Please quote the listing below word for word, leaving the pictures out of your answer.

BEGIN WORKING DATA

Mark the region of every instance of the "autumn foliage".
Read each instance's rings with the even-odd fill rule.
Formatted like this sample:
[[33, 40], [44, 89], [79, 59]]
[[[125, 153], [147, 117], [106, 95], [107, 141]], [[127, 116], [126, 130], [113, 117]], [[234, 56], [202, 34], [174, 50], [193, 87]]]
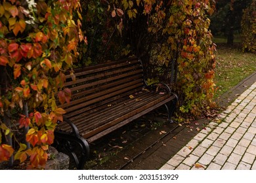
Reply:
[[[56, 101], [70, 100], [70, 90], [62, 88], [64, 73], [73, 75], [72, 67], [136, 56], [143, 61], [148, 83], [165, 81], [179, 94], [178, 112], [197, 116], [215, 105], [215, 46], [207, 18], [214, 11], [213, 0], [81, 3], [4, 0], [0, 4], [0, 69], [10, 81], [1, 86], [0, 112], [5, 116], [6, 111], [21, 109], [16, 122], [28, 129], [26, 141], [32, 148], [20, 143], [14, 158], [21, 162], [29, 158], [28, 168], [45, 165], [57, 122], [65, 113]], [[14, 150], [1, 138], [11, 130], [1, 122], [0, 161], [5, 161]]]
[[[21, 112], [16, 123], [20, 130], [28, 129], [26, 141], [32, 147], [20, 142], [14, 158], [20, 162], [29, 158], [28, 169], [45, 165], [57, 121], [62, 121], [65, 113], [57, 107], [56, 97], [61, 103], [70, 99], [70, 91], [61, 88], [64, 72], [79, 55], [78, 42], [86, 41], [80, 29], [80, 10], [79, 0], [3, 0], [0, 3], [0, 67], [1, 76], [8, 80], [1, 84], [0, 116], [6, 116], [8, 110]], [[0, 130], [2, 161], [14, 150], [2, 139], [3, 135], [12, 133], [2, 120]]]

END WORKING DATA

> _SOLUTION FOR THIS EXERCISE_
Mark the region of every instance of the "autumn foliage".
Read each instance's rings with the even-odd fill rule.
Formatted like this sample:
[[33, 40], [44, 89], [79, 59]]
[[[125, 153], [147, 117], [106, 95], [107, 141]], [[127, 116], [126, 130], [113, 117]], [[234, 56], [202, 34], [174, 50], [193, 87]]]
Reply:
[[[56, 101], [70, 100], [70, 90], [62, 88], [64, 73], [73, 75], [72, 67], [136, 56], [143, 61], [148, 83], [165, 81], [179, 94], [178, 112], [197, 116], [215, 105], [215, 46], [207, 18], [214, 11], [213, 0], [81, 3], [4, 0], [0, 4], [0, 69], [10, 81], [1, 86], [0, 112], [5, 116], [6, 111], [21, 109], [16, 122], [28, 129], [26, 141], [32, 148], [20, 143], [14, 158], [21, 162], [29, 158], [28, 168], [45, 165], [57, 122], [65, 113]], [[14, 150], [1, 138], [11, 130], [1, 122], [0, 161], [5, 161]]]
[[[21, 112], [16, 123], [20, 130], [28, 129], [26, 141], [32, 147], [20, 142], [14, 158], [20, 162], [29, 158], [28, 169], [45, 165], [57, 121], [62, 121], [65, 113], [57, 107], [56, 97], [61, 103], [70, 99], [70, 91], [61, 88], [64, 72], [79, 55], [78, 42], [86, 41], [80, 29], [80, 10], [79, 0], [3, 0], [0, 3], [0, 67], [1, 76], [8, 80], [1, 84], [0, 116], [6, 116], [8, 110]], [[0, 130], [2, 161], [14, 150], [2, 139], [3, 135], [12, 133], [2, 120]]]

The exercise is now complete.